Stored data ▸
--------------------------------------------------

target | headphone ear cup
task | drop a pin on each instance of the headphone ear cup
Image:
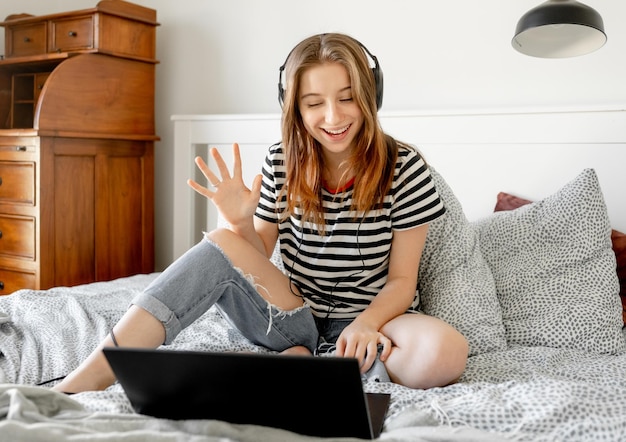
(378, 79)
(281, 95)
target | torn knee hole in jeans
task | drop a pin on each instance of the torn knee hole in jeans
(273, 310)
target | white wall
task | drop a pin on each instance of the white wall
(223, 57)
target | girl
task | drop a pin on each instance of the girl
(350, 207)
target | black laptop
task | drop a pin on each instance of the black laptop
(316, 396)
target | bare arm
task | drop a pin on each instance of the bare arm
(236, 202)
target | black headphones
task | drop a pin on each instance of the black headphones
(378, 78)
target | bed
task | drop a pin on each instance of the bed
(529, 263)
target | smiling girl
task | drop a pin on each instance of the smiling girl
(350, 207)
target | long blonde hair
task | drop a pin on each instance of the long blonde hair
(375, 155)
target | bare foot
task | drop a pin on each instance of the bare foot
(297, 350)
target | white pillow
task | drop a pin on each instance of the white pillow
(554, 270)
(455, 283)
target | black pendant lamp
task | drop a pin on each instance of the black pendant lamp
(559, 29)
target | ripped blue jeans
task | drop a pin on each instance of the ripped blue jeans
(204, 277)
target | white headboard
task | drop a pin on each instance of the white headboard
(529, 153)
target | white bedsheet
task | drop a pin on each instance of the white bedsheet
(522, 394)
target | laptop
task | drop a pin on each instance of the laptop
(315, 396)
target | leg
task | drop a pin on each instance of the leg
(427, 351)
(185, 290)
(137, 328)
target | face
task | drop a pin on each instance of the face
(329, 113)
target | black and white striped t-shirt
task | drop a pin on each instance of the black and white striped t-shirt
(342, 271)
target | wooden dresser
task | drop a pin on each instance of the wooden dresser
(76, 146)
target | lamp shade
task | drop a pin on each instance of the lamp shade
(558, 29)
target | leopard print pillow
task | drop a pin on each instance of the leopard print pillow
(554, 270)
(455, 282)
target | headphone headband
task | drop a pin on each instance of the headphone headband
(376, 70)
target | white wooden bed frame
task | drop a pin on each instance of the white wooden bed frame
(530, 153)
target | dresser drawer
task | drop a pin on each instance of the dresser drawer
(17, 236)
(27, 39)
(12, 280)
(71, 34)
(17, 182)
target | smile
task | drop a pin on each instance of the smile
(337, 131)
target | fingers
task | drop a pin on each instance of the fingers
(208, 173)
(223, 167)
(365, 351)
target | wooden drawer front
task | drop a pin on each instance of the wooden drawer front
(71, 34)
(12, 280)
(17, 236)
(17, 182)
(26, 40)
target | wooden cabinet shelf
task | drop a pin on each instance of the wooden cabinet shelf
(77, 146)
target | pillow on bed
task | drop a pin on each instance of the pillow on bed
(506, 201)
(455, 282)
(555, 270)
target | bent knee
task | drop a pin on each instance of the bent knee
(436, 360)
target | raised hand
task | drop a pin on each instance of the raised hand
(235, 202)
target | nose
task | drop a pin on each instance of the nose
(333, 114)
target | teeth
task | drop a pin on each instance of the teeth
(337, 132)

--------------------------------------------------

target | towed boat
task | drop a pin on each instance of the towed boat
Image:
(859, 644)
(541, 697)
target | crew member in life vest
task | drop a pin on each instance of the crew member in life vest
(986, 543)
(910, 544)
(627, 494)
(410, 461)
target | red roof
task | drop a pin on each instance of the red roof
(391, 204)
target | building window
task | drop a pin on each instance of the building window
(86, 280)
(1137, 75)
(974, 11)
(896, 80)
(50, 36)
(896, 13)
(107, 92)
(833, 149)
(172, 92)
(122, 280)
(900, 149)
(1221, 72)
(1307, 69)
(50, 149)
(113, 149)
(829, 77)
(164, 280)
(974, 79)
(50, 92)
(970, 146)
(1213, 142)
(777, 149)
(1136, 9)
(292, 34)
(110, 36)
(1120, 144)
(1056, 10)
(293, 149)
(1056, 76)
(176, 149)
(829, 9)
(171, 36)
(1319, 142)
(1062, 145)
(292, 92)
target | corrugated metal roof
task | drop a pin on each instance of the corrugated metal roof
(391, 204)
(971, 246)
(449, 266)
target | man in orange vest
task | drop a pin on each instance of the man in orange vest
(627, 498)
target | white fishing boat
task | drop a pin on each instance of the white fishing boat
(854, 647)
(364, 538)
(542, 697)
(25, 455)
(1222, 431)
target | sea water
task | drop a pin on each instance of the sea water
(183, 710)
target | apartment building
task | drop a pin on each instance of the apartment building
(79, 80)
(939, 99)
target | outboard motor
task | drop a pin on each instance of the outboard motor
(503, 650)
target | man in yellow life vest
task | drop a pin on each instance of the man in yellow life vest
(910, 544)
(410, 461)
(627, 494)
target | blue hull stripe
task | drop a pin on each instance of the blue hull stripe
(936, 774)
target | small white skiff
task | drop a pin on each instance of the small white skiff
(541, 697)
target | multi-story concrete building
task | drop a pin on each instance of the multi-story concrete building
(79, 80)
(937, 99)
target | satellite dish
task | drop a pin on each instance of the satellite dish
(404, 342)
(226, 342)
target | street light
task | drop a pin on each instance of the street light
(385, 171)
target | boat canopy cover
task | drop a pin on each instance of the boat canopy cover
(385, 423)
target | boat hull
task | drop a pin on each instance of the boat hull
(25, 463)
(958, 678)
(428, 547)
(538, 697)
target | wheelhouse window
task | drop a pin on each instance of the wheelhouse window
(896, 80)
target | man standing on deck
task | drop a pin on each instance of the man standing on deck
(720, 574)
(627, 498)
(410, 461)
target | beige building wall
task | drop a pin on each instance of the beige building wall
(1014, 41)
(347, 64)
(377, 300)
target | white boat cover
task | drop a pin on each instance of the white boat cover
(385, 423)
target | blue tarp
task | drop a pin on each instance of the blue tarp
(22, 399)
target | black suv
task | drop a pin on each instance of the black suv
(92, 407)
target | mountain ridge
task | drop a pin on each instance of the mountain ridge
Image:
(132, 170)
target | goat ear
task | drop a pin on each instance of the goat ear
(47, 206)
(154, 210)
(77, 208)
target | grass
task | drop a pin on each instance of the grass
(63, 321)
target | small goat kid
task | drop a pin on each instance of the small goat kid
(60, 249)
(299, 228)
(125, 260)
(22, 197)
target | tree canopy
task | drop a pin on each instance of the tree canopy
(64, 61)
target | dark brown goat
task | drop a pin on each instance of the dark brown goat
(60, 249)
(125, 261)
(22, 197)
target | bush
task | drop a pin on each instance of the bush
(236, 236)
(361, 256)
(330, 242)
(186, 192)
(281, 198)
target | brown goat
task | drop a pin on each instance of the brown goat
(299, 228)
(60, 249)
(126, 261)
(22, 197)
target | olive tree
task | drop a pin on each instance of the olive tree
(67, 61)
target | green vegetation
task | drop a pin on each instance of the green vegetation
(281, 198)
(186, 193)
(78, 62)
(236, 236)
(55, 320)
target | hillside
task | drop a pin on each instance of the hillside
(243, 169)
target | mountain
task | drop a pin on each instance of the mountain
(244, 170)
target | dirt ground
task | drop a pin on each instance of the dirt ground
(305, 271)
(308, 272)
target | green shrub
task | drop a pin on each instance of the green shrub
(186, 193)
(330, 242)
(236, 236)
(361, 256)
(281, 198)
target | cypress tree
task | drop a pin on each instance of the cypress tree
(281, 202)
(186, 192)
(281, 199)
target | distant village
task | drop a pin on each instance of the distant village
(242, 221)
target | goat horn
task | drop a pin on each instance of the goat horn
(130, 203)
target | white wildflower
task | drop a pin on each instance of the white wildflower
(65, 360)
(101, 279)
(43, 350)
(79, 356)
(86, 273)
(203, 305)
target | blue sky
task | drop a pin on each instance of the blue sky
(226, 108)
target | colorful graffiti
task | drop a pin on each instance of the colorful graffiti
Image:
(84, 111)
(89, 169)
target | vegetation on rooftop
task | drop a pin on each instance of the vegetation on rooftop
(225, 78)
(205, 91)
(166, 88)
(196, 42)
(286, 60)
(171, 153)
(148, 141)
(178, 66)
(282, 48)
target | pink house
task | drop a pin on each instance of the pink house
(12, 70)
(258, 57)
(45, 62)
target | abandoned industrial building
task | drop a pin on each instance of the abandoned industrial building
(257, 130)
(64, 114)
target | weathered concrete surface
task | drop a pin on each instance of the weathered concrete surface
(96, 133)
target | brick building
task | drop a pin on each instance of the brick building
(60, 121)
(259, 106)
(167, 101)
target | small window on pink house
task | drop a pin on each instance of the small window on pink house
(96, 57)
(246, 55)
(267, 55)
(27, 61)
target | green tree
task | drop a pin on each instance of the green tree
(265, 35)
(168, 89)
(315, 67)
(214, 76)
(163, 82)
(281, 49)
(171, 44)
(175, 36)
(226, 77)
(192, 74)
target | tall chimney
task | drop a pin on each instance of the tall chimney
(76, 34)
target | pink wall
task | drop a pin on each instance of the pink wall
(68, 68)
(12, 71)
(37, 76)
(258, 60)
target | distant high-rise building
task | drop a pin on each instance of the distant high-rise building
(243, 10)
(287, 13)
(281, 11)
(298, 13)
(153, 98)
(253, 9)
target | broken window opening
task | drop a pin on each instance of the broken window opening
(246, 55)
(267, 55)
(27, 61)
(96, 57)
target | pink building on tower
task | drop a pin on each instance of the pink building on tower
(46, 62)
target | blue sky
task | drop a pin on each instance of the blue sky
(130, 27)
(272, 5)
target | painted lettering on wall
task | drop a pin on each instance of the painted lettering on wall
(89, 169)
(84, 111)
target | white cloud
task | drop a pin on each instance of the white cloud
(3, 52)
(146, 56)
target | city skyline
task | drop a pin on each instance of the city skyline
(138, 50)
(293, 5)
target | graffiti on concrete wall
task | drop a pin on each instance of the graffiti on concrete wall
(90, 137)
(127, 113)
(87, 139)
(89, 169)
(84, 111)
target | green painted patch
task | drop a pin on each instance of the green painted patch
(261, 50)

--------------------------------------------------

WHAT NEEDS TO BE DONE ▸ Filter the listing above down to the lines that contain the string "olive", matching case exactly.

REPLY TO THE TASK ▸
target | olive tree
task | drop a pin on each instance of the olive tree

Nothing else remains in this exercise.